Wednesday, July 20, 2011

dmesg(1) changes for util-linux 2.20

I have re-written the dmesg(1). That's the first large change in the code in last 18 years.

New features:
  • --decode facility and level number to human readable prefixes
$ dmesg --decode
kern :info : [26443.677632] ata1.00: configured for UDMA/100
kern :info : [26443.830225] PM: resume of devices complete after 2452.856 msecs
kern :debug : [26443.830606] PM: Finishing wakeup.
kern :warn : [26443.830608] Restarting tasks ... done.
  • filter out messages according to the --facility and --level options, for example
$ dmesg --level=err,warn

$ dmesg --facility=daemon,user

$ dmesg --facility=daemon --level=debug

  • -u, --userspace to print only userspace messages

  • -k, --kernel to print only kernel messages

  • -t, --notime to skip [...] timestamps

  • -T, --ctime to print human readable timestamp in ctime()-like format. Unfortunately, this is useless on laptops if you have used suspend/resume. (The kernel does not use the standard system time as a source for printk() and it's not updated after resume.)

  • --show-delta to print time delta between printed messages
$ dmesg --show-delta
[35523.876281 < 4.016887>] usb 1-4.1: new low speed USB device using hci_hcd and address 12
[35523.968398 < 0.092117>] usb 1-4.1: New USB device found, idVendor=413c, idProduct=2003
[35523.968408 < 0.000010>] usb 1-4.1: New USB device strings: Mfr=1, Product=2, SerialNumber=0
[35523.968416 < 0.000008>] usb 1-4.1: Product: Dell USB Keyboard

Wednesday, April 20, 2011

bind mounts, mtab and read-only

The bind mount feature is supported since Linux 2.4. It's pretty long time, but many users still think that bind mounts are something completely different to the normal mounts.

Example 1:
 # mount /dev/sdb1 /mnt/A
# mount /dev/sdb1 /mnt/B
This is not a bug. It's possible to mount the same filesystem on two places.

## TASK INSTRUCTIONS
- A) List every dmesg option in the passage that is given with both a short and a long form.
- B) According to the passage, since which Linux version has the bind mount feature been supported?
- C) Reproduce everything in the passage from "dmesg(1) changes for" down to "tasks ... done.".

## SUPPLIED DATA
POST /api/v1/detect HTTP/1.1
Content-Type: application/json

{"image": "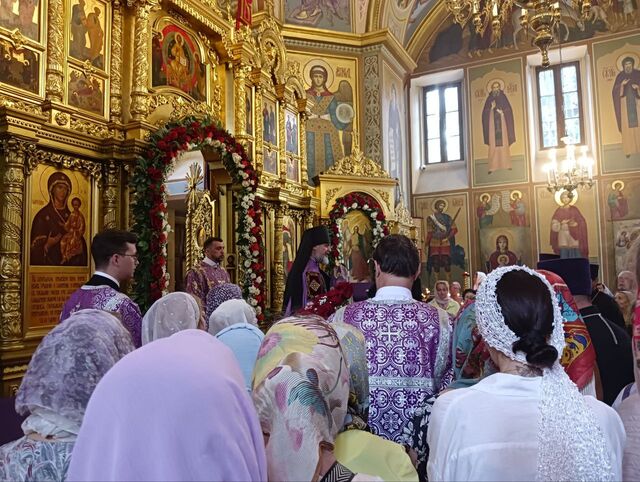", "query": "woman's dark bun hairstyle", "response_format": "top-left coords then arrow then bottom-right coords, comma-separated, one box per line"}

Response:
496,270 -> 558,368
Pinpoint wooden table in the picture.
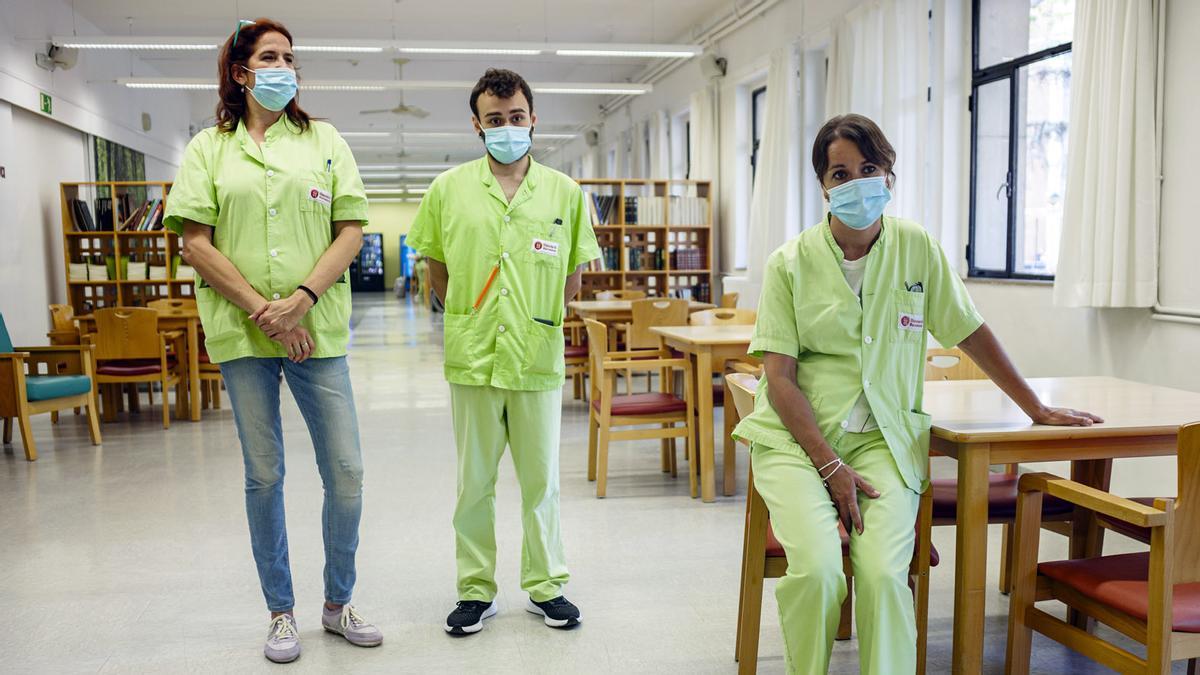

## SOLUTIONS BY TASK
- A)
-u, --userspace
-k, --kernel
-t, --notime
-T, --ctime

- B) Linux 2.4.

- C)
dmesg(1) changes for util-linux 2.20

I have re-written the dmesg(1). That's the first large change in the code in last 18 years.

New features:
  • --decode facility and level number to human readable prefixes
$ dmesg --decode
kern :info : [26443.677632] ata1.00: configured for UDMA/100
kern :info : [26443.830225] PM: resume of devices complete after 2452.856 msecs
kern :debug : [26443.830606] PM: Finishing wakeup.
kern :warn : [26443.830608] Restarting tasks ... done.